PAGE EXTRACT:
START

Third Quarter Results
Revenue from homebuilding settlements in the third quarter ended
September 30, 2009, totaled $1.1 billion, compared with $1.5 billion in
last year's third quarter. Lower revenue for the quarter reflects a 23%
decrease in closings to 4,166 homes, combined with a 10% decrease in
average selling price to $253,000. Revenue and closings for the period
benefitted from the inclusion of Centex's operations for the final six
weeks of the quarter.
Homebuilding cost of sales for the third quarter totaled $1.1 billion,
inclusive of $10.5 million of merger-related charges and $132.6 million
of impairments and land-related charges. For the prior year quarter,
homebuilding cost of sales was $1.6 billion, inclusive of $249.9 million
in impairments and land-related charges.

END

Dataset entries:
START

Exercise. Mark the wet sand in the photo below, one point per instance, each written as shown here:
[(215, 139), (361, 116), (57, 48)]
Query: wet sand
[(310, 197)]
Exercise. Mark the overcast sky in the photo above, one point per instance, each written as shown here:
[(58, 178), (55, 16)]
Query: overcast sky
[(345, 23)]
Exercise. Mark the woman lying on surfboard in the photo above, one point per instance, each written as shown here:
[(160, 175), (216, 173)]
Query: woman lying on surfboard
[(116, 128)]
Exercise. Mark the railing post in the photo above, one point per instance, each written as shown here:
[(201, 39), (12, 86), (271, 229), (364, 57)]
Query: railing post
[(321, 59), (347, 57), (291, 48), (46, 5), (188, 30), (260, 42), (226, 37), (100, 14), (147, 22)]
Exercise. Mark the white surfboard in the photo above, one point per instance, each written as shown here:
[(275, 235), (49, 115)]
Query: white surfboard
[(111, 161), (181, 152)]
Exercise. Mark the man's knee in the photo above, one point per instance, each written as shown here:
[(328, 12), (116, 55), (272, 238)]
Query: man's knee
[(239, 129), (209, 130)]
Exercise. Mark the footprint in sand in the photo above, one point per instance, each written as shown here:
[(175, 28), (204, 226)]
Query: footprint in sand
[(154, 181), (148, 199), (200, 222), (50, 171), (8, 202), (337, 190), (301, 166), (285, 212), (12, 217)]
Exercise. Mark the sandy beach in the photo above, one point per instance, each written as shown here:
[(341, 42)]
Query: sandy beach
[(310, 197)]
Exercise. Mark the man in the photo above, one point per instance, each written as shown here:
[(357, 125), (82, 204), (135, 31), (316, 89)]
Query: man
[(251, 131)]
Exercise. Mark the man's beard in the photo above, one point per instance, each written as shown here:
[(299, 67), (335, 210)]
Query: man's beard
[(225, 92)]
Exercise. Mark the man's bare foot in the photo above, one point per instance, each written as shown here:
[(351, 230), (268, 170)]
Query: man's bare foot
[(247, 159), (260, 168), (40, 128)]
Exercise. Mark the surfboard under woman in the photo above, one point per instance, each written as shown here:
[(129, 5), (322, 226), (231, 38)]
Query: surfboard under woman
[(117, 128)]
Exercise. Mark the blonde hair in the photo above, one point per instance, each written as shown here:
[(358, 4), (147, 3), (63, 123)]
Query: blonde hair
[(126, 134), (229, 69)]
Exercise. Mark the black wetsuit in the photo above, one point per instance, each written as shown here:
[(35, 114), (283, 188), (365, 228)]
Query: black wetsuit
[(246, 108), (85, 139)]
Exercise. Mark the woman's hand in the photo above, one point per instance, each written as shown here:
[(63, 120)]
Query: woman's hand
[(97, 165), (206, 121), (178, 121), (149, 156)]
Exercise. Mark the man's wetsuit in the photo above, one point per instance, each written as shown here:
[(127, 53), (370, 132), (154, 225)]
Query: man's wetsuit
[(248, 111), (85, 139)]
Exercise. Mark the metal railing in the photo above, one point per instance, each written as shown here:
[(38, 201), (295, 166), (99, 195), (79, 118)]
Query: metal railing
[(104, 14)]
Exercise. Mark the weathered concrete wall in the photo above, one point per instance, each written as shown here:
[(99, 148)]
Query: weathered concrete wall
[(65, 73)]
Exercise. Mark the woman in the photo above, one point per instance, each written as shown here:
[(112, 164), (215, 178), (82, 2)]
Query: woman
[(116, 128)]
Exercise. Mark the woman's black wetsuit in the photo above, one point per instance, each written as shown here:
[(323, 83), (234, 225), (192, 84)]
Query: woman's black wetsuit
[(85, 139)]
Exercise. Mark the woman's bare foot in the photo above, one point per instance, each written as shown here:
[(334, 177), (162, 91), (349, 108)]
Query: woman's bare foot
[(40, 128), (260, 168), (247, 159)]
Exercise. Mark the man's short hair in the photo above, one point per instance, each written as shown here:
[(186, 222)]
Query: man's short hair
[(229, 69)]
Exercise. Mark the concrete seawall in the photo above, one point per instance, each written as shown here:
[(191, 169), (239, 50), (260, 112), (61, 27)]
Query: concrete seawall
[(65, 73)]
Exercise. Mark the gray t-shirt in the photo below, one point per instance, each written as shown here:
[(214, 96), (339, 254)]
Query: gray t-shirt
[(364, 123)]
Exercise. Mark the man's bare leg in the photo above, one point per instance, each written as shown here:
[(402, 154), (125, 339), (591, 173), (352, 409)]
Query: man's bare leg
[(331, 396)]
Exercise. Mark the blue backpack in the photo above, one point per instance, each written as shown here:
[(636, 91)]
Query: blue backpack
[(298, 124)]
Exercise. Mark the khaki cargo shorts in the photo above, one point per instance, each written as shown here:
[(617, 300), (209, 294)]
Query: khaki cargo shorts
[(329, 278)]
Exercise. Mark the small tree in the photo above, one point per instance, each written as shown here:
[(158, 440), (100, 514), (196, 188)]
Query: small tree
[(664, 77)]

END

GIVEN EXERCISE:
Reproduce word for word the portion of the third-quarter results text that begins at the words "Third Quarter Results" and stops after "in impairments and land-related charges.".

RESPONSE TO THIS EXERCISE:
Third Quarter Results
Revenue from homebuilding settlements in the third quarter ended
September 30, 2009, totaled $1.1 billion, compared with $1.5 billion in
last year's third quarter. Lower revenue for the quarter reflects a 23%
decrease in closings to 4,166 homes, combined with a 10% decrease in
average selling price to $253,000. Revenue and closings for the period
benefitted from the inclusion of Centex's operations for the final six
weeks of the quarter.
Homebuilding cost of sales for the third quarter totaled $1.1 billion,
inclusive of $10.5 million of merger-related charges and $132.6 million
of impairments and land-related charges. For the prior year quarter,
homebuilding cost of sales was $1.6 billion, inclusive of $249.9 million
in impairments and land-related charges.